== What you will do ==
Give the data below again exactly as written, without its pictures.

Point localization data
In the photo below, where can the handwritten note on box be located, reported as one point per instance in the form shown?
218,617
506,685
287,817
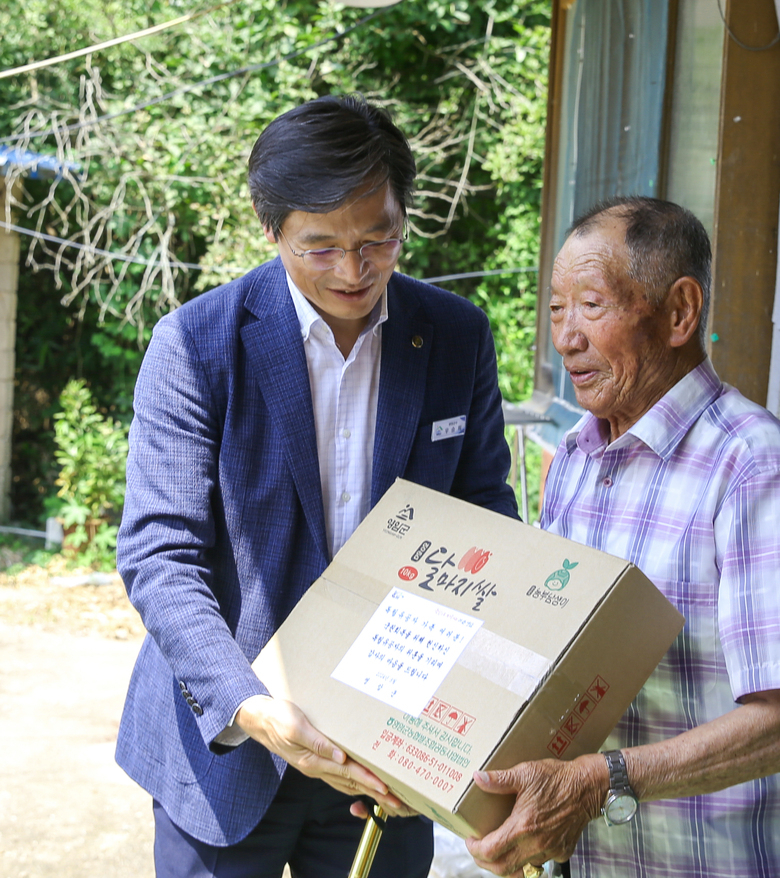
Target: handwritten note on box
406,650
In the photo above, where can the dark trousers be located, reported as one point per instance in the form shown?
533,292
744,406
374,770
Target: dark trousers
308,826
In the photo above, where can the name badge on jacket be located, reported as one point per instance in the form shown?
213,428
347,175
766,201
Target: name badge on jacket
449,428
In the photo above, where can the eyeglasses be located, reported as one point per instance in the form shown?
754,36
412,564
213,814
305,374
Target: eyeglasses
377,252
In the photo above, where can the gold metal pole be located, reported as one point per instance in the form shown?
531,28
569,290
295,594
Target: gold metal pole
369,841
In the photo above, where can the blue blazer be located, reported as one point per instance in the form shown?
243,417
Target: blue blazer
224,529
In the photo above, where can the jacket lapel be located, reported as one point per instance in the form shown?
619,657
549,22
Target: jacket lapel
406,346
275,353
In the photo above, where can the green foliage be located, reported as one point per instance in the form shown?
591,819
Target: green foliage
91,452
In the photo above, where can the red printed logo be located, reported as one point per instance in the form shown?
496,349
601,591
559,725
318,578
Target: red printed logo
474,560
558,745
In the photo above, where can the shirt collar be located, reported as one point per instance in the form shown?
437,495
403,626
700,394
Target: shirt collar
664,426
308,316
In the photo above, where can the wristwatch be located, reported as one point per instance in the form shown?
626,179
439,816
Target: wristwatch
621,804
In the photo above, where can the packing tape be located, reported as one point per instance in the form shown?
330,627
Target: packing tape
505,663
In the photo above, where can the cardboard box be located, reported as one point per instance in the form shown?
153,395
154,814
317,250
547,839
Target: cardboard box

== Solution to this problem ==
In the photo below, where can the handwritten note on box be located, reported as one point per instance in the form shown?
218,617
506,685
287,817
Target: handwritten note on box
406,650
In the photo above, where can the dark trousers be located, reported as one point per instance in the form shown?
533,292
744,406
374,770
Target: dark trousers
308,826
In the photo above, where can the name badge on jacket be located, reported as one point per instance in the form shown?
213,428
347,175
766,201
Target: name badge on jacket
449,428
In the photo above, where can the eyeglasses be located, reported as one point per instance in the form shown?
754,36
412,564
213,814
305,374
Target: eyeglasses
377,252
In the photo above, where can the gold metal pole be located, reported as one point per instance in the form shown?
531,28
569,290
295,594
Target: gold metal pole
369,841
In the photo above, where can the blue blazer be located, reported as one point per instance in the form shown?
243,417
Target: blue blazer
224,529
In the photo above, where can the jacket lapel be located, reported as one point per instance in the form shown?
619,657
549,22
Target: jacket lapel
406,346
275,353
In the photo above, where can the green foliage be located, reported as one point per instance in the form shown?
591,819
Target: green foliage
91,452
In the photo above, where can the red printed logo be located, reported as one point per instance in the form shown?
496,349
601,591
559,725
318,578
Target: red printed logo
474,560
558,745
In the photo above, where can the shirt collar be located, reported as one point per instance in the form shown?
437,495
403,626
700,394
Target: shirt collar
664,426
308,316
In the photo above, where can the wristwatch be located, reported as one point per instance in the form shown?
626,179
439,816
Target: wristwatch
621,804
In the photo above, where can the packing tape be located, reported as one point per instance in the form shown?
330,627
Target: packing tape
505,663
In the photo above, where can the cardboard box be located, reported as one point per instance in the form shown?
153,395
154,814
317,250
547,839
Target: cardboard box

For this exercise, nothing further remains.